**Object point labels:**
──────────────────────────────

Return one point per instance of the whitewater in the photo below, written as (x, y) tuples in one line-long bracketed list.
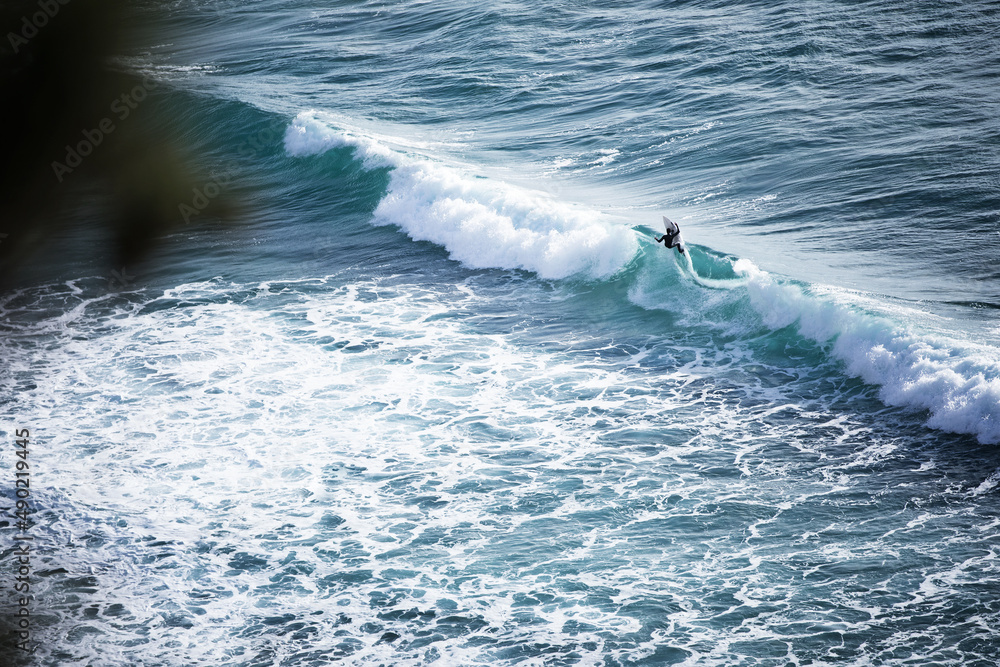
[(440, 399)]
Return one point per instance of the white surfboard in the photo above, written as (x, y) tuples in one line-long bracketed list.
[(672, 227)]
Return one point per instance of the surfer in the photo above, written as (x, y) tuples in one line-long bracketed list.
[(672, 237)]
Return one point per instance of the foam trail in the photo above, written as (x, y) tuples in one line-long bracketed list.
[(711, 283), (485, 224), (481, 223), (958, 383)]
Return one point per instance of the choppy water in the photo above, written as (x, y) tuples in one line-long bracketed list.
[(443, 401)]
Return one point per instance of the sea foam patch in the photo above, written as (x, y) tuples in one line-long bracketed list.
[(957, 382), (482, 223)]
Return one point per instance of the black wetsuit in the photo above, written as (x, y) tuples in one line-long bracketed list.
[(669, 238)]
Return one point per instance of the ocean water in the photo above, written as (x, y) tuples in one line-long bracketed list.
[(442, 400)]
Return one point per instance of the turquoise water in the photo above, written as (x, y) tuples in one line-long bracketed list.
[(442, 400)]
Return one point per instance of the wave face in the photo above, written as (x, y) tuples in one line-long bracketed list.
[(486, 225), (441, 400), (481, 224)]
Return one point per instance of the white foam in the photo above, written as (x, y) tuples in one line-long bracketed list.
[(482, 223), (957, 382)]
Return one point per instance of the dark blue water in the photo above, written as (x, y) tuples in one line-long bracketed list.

──────────────────────────────

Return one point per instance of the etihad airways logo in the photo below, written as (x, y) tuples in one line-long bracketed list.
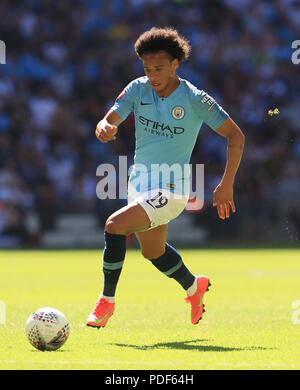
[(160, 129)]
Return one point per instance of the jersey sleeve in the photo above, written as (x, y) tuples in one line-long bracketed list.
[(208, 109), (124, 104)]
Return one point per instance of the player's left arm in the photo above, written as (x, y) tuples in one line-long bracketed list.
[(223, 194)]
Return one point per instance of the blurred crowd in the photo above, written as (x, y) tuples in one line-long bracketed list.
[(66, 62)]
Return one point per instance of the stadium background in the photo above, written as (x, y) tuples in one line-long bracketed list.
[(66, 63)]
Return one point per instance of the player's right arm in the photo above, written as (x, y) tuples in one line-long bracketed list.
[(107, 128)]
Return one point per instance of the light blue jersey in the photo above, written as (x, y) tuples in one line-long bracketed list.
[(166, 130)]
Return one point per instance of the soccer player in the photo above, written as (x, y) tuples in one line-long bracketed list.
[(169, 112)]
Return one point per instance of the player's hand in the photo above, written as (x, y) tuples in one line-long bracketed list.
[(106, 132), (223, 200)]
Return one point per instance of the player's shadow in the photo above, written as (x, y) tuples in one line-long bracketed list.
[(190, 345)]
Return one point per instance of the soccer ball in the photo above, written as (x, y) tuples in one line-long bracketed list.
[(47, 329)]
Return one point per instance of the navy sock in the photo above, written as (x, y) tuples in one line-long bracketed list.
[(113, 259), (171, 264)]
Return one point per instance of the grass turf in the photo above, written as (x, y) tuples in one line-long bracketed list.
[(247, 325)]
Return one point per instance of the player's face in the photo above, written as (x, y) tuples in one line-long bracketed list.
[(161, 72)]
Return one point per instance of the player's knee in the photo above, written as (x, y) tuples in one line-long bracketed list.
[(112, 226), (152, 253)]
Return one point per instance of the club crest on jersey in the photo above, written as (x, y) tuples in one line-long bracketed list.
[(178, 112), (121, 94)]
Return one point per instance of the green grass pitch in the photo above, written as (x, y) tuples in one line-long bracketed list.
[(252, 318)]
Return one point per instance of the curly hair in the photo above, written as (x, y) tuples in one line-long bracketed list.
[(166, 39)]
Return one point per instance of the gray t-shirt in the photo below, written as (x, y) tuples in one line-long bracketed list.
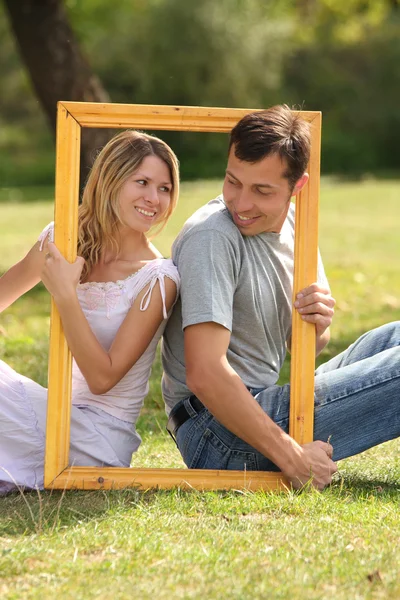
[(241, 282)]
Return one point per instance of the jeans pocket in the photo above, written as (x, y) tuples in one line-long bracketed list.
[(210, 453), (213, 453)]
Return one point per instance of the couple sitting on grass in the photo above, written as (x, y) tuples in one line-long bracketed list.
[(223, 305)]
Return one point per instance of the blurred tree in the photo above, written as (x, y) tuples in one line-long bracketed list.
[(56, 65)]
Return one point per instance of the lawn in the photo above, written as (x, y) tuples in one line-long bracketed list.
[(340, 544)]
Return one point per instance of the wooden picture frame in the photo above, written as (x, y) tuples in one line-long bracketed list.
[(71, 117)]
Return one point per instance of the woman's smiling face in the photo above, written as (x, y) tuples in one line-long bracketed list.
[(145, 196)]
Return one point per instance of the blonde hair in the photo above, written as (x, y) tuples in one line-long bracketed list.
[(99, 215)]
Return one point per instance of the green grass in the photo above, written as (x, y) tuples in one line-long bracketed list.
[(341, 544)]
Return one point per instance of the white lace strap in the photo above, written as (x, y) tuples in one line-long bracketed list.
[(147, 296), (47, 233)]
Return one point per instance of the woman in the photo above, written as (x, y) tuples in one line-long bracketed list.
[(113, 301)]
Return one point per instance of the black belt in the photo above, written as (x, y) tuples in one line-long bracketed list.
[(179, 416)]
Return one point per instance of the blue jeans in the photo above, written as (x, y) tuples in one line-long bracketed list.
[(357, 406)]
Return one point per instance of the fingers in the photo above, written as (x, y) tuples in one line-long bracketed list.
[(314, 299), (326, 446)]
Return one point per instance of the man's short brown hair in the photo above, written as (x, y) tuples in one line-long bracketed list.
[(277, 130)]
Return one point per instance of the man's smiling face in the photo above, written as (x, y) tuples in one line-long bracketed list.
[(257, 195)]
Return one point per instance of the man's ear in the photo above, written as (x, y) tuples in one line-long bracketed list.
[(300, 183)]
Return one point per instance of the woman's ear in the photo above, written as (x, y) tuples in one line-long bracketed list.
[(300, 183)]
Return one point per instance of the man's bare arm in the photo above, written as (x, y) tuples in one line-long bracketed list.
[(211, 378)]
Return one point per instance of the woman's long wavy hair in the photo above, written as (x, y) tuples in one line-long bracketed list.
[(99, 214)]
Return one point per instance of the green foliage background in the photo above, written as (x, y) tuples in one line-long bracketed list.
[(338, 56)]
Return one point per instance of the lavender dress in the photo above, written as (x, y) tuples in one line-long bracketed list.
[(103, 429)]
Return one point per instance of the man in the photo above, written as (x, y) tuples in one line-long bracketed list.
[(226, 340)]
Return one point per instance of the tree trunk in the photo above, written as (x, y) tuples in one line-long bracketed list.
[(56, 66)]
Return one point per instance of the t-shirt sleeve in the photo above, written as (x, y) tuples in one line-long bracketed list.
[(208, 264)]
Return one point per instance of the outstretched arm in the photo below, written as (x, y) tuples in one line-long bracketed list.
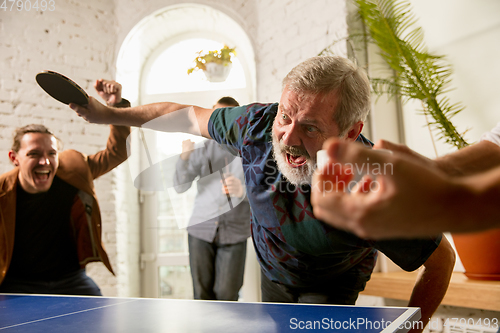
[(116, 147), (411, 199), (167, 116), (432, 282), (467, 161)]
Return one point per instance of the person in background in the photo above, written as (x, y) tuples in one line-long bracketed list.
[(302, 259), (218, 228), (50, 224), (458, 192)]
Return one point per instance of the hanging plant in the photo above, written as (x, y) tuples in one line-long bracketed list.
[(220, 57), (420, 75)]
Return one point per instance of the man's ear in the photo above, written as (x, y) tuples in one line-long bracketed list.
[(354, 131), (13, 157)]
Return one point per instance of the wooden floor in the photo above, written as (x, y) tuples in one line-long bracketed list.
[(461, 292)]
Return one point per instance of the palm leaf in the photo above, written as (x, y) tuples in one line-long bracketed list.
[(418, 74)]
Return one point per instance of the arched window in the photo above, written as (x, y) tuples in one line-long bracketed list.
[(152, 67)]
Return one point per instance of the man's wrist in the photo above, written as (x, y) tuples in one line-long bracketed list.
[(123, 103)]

──────────────────────────────

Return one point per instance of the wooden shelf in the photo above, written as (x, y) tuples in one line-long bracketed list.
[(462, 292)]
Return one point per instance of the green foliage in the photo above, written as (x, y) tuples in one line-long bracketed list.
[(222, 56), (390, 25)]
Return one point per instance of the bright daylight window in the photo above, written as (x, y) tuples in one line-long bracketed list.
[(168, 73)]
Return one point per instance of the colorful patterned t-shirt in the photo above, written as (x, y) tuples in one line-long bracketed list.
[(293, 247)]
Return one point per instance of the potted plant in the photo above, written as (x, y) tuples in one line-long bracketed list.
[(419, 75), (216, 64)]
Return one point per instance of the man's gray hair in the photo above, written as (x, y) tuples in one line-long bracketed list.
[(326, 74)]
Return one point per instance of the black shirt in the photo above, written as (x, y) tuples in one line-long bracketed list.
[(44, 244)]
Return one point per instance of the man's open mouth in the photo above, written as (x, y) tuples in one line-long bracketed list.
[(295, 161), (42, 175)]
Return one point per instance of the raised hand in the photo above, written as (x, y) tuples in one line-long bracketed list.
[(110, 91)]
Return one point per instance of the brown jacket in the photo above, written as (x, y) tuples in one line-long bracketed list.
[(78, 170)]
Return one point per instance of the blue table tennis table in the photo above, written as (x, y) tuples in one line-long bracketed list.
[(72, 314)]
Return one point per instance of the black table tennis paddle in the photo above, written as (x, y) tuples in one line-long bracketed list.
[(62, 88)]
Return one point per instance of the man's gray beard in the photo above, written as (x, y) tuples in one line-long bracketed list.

──────────────────────────────

**What this task involves:** Collect every row above that contains the string "background" and copy each such row in full. Matching is case-sensitive.

**Response to the task:**
Return one point per instance of the stadium background in the photo above, written as (x, y) tuples in one line-long bracketed list.
Return one point per instance of the green foliage background in the photo above, written as (x, y) tuples in one line-long bracketed list.
Return one point per instance of the person in background in the photo above, written as (x, y) tuples in one line-long bracketed list.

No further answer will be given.